WHAT YOU NEED TO DO = From the heart-healthy eating advice below, return everything from "Whether fresh, frozen, canned, or" down to "come in a can.", copied word for word.

PAGE EXTRACT =
◇ ◇ ◇ ◇

Eat a wide variety of fruits and vegetables.
Whether fresh, frozen, canned, or dried, fruits and vegetables are associated with a lower risk of cardiovascular disease. If you don’t like vegetables, push yourself to try one new vegetable a week until you find something you find tasty. Keep fruit visible, perhaps in a bowl on the counter, so it’s ready to grab and enjoy. Check labels to make sure there’s no salt or sugar added, particularly those that come in a can.
Choose foods made mostly with whole grains rather than refined grains.
Try whole grain pasta and whole grain bread. You may not even taste the difference, but you will be improving your heart health.
Choose healthy sources of protein.
Lean proteins, such as chicken and fish, are a great choice. Remember not to fry them because that will minimize the health benefits. Legumes and nuts are also good sources of protein. Two to three servings of fish per week can lower your risk of heart disease and stroke. Aim for low-fat or fat-free dairy products instead of full-fat dairy products. Try skim or 1 percent milk rather than whole milk, for example. Look for low-fat cheese and yogurt. Try to limit processed forms of meat, such as sausage and deli meat.
Remember, some fat is vital to our health and brain function. The omega 3-fatty acids found in foods such as salmon, avocados, and walnuts help minimize inflammation in the body and support overall health.
Choose minimally processed foods.
Ultra-processed foods are associated with obesity, type 2 diabetes, and heart disease.
Use liquid plant oils rather than tropical oils, animal fats, and partially hydrogenated fats.

◇ ◇ ◇ ◇

DATASET EXCERPTS =
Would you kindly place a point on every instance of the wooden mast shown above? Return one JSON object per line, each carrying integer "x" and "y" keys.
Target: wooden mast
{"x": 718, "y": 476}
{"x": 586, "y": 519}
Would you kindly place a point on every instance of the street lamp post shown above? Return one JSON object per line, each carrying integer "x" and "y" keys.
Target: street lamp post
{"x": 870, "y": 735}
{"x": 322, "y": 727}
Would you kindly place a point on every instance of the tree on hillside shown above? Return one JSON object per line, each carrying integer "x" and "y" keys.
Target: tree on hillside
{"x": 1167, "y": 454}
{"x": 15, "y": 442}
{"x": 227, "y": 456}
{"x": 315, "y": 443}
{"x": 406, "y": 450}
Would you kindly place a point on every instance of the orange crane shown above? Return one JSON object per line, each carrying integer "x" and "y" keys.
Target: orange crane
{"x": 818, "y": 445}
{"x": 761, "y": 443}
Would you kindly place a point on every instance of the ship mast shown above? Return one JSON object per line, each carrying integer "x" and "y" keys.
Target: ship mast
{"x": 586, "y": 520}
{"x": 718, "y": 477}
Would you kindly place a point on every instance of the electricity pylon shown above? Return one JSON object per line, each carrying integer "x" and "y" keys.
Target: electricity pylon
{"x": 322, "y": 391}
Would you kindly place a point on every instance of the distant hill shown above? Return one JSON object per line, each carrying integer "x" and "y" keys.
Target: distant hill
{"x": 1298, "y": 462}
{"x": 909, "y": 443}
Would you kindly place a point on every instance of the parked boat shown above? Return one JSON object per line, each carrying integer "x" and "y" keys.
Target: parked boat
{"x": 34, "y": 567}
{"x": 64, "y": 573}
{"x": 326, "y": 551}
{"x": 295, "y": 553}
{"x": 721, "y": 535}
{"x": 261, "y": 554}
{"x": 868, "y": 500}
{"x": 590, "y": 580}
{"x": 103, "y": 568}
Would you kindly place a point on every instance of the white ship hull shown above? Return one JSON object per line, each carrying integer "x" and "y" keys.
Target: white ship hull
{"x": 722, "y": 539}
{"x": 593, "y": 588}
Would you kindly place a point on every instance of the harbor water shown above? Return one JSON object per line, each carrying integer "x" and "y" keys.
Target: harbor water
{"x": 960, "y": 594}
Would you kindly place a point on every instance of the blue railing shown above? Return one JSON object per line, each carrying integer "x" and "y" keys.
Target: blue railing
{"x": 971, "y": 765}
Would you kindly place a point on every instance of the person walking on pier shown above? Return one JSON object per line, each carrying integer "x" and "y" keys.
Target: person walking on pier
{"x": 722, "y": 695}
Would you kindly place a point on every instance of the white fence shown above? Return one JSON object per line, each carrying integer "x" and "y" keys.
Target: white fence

◇ ◇ ◇ ◇

ANSWER TO THIS PROBLEM =
Whether fresh, frozen, canned, or dried, fruits and vegetables are associated with a lower risk of cardiovascular disease. If you don’t like vegetables, push yourself to try one new vegetable a week until you find something you find tasty. Keep fruit visible, perhaps in a bowl on the counter, so it’s ready to grab and enjoy. Check labels to make sure there’s no salt or sugar added, particularly those that come in a can.